- _OEFENMATERIAAL_
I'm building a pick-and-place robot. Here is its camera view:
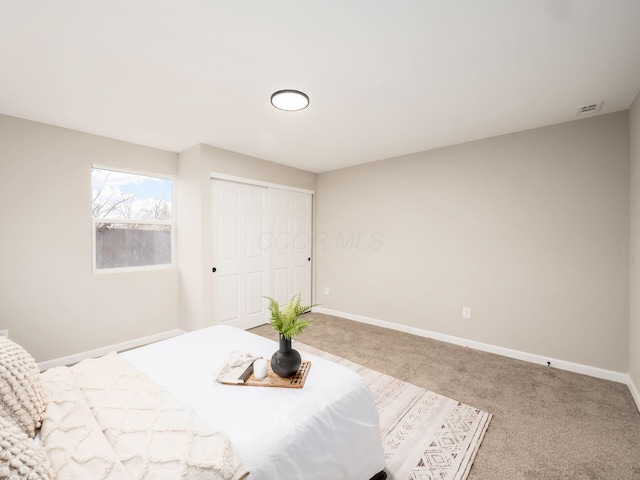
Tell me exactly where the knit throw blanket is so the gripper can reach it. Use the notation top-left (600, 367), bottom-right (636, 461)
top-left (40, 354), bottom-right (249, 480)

...

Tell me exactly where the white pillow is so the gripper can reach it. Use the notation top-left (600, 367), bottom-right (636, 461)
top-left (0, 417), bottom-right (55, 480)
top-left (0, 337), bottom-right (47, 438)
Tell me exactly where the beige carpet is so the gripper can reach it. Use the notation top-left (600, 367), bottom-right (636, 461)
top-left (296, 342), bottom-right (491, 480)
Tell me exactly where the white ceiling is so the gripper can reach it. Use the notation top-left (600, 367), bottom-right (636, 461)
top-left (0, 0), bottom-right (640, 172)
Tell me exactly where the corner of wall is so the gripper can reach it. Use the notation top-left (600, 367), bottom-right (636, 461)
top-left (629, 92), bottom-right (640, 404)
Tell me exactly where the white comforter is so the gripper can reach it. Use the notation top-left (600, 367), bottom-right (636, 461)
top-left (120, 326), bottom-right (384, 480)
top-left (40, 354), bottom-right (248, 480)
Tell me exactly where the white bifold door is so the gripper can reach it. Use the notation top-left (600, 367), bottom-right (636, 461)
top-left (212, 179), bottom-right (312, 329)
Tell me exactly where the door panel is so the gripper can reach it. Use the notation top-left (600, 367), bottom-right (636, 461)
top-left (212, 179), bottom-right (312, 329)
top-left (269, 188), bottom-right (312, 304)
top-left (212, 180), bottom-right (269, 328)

==

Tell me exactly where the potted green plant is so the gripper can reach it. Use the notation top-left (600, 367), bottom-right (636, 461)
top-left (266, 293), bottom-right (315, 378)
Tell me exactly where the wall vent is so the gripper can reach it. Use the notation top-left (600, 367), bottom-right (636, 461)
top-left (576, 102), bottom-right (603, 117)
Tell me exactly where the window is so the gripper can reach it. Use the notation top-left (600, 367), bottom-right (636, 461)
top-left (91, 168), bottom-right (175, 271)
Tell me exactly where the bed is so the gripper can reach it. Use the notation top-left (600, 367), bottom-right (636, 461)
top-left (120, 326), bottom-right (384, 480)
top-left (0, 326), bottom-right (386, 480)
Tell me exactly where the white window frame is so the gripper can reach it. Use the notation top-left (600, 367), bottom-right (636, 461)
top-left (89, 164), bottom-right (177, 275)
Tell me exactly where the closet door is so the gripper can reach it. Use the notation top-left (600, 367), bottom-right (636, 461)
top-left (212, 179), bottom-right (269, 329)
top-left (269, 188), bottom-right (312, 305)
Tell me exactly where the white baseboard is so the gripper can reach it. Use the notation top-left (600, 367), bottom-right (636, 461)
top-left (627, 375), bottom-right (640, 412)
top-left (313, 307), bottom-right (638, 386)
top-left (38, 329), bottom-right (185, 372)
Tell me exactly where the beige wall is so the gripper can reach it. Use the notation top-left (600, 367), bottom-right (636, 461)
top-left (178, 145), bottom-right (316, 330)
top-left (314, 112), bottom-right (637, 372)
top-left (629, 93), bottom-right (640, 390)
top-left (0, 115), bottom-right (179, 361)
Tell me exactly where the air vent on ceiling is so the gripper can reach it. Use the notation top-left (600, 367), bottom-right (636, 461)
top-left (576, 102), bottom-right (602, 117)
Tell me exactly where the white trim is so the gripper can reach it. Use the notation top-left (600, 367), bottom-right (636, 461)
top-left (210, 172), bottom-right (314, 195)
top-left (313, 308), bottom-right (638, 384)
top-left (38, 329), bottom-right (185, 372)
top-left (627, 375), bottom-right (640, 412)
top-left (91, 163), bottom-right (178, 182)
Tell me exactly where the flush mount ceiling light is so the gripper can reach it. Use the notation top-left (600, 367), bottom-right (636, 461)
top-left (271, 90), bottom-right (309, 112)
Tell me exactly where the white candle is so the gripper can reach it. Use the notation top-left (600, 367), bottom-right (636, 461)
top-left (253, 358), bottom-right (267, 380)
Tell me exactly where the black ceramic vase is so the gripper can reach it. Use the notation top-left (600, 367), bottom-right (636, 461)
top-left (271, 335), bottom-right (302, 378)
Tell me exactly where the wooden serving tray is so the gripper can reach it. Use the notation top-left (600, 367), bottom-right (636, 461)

- _VEREISTE_
Schrijf de regels tussen die met "Tell me exactly where the white bifold" en die met "top-left (212, 180), bottom-right (269, 328)", beide inbegrepen, opnieuw uit en verwissel daarin "door panel" voor "wardrobe panel". Laat al het overige ongewijzigd.

- _JUIST ANTWOORD_
Tell me exactly where the white bifold door is so the gripper can reach it. Use the notation top-left (600, 367), bottom-right (636, 461)
top-left (212, 179), bottom-right (312, 329)
Tell me exactly where the wardrobe panel is so the gripper can reach it. Use the notation top-left (600, 367), bottom-right (636, 461)
top-left (212, 179), bottom-right (312, 329)
top-left (269, 188), bottom-right (312, 304)
top-left (212, 180), bottom-right (269, 328)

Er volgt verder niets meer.